DATA =>

BEGIN

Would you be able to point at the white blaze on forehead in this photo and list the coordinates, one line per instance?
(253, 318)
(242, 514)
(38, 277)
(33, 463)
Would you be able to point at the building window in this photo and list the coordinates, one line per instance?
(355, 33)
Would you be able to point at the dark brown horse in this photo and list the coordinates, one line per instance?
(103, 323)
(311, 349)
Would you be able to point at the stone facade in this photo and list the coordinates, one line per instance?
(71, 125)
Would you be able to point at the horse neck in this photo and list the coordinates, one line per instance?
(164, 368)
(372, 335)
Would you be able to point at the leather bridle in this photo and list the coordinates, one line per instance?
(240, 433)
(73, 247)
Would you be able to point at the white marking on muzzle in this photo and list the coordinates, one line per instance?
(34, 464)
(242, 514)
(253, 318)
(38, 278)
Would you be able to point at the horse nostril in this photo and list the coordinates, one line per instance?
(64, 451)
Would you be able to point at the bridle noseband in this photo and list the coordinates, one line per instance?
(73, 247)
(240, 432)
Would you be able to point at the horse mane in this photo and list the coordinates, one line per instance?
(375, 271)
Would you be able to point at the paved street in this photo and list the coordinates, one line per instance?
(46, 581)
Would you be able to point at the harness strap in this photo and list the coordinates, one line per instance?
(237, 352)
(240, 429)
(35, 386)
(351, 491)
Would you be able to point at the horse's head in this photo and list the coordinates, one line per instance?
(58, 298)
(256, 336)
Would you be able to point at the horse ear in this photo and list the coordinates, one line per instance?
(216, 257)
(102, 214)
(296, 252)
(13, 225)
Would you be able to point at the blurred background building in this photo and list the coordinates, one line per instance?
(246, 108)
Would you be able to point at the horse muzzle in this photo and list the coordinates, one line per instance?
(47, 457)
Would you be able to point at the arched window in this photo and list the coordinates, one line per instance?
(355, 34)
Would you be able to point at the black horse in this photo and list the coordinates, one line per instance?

END

PROBLEM DETAILS => After reading the data above, return it verbatim in full.

YOUR RESPONSE =>
Would you be able to point at the white blaze on forehead in this photo and list the coordinates, one line per instance?
(253, 318)
(242, 514)
(38, 277)
(33, 463)
Would you be able to point at the building window in this photo and list the coordinates, one line per instance?
(355, 33)
Would you be able to point at the dark brown horse in this photo and list the coordinates, one line per instance?
(103, 323)
(311, 349)
Would you be able to point at the stone facade in this photo and list the coordinates, one line per instance?
(71, 125)
Would you be able to point at the horse neck in this photo and list the coordinates, one line per instance?
(164, 368)
(372, 335)
Would you be able to point at the leather bridle in this photo and list the coordinates, one line per instance?
(240, 433)
(73, 247)
Would you be able to point at the white marking on muzzle in this photo and list the coordinates, one line per instance?
(34, 464)
(242, 514)
(253, 318)
(38, 278)
Would you be able to point at the horse nostril in this photo and list the coordinates, one line per instance?
(64, 451)
Would you be able to point at the bridle noseband in this photo and list the coordinates, one line per instance?
(73, 247)
(240, 432)
Would you be able to point at the horse mane in this photo and list the coordinates, one line per instance?
(375, 271)
Would you be able to point at the paved street in this photo and list the coordinates, one line per instance?
(46, 581)
Would you be able to point at the harness strap in this photo and list the coordinates, one line per instance?
(237, 352)
(240, 429)
(35, 386)
(351, 491)
Would you be able to point at the horse's head in this photo and list the coordinates, one line per instance?
(58, 298)
(256, 336)
Would you be able to point at the horse ear in this photo and list the coordinates, one line per instance?
(216, 257)
(102, 214)
(296, 252)
(13, 225)
Would you be able to point at the blurred background building in this photo and list the coordinates, one line per instance?
(246, 108)
Would you be able to point at the horse muzzle in this photo and list the coordinates, one line per instance?
(47, 457)
Would you be able to point at the arched window in this photo and list the coordinates, one line per instance?
(355, 34)
Would you be able to point at the black horse in this photo and list the coordinates, one line per instance?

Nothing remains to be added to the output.